# Texte fourni

--

On a beaucoup ri aussi de la pauvreté des poëtes, et les poëtes se sont lassés de la misère, bien qu’elle fût très-poétique. Alors ils se sont mis à travailler pour de l’argent, c’est-à-dire qu’ils se sont réduits à n’écrire que de la prose, en donnant pour excuse cette affreuse parole : « Que voulez-vous, les vers ne se vendent pas ! » Et vous avez eu des romans au lieu d’avoir des poëmes ; mais eux ils se sont pavanés dans des salons au lieu de se renfermer dans des greniers, et ils ont dormi sur des divans au lieu de rêver sur des grabats.

On a reproché aux comédiens de parler et de marcher d’une façon particulière, c’est-à-dire de ne point bredouiller en parlant et de se tenir droits en marchant, d’avoir l’air d’acteurs enfin. Là-dessus, les comédiens se sont occupés de politique et d’agriculture ; les plus ingénieux ont même affecté de ne pas étudier leurs rôles, pour n’avoir pas l’air d’acteurs hors de la scène.

--

# Lignes enregistrées
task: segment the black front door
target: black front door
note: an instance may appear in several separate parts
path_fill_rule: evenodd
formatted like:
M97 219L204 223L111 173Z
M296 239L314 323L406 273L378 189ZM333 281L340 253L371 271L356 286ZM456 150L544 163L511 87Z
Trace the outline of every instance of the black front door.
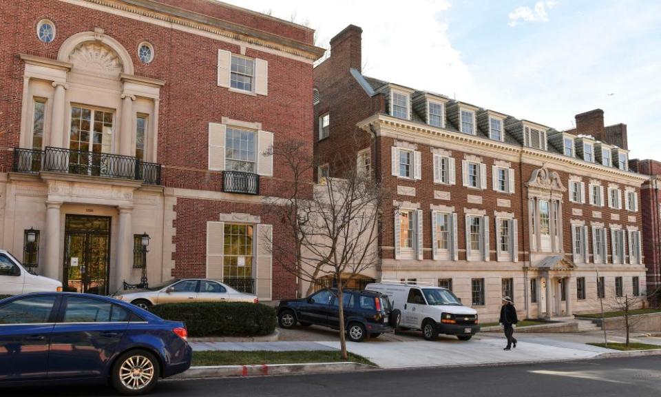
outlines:
M63 284L78 292L107 295L110 218L67 215Z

--

# Tâches à faire
**A)** Recopiez, dans le texte fourni, le passage qui commence par « On a reproché » et va jusqu'à « de la scène. ».
**B)** D'après le texte fourni, qu'ont fait semblant de ne pas faire les comédiens les plus ingénieux ?
Servez-vous seulement du texte fourni.

# Réponses attendues
**A)**
On a reproché aux comédiens de parler et de marcher d’une façon particulière, c’est-à-dire de ne point bredouiller en parlant et de se tenir droits en marchant, d’avoir l’air d’acteurs enfin. Là-dessus, les comédiens se sont occupés de politique et d’agriculture ; les plus ingénieux ont même affecté de ne pas étudier leurs rôles, pour n’avoir pas l’air d’acteurs hors de la scène.

**B)** Ils ont fait semblant de ne pas étudier leurs rôles.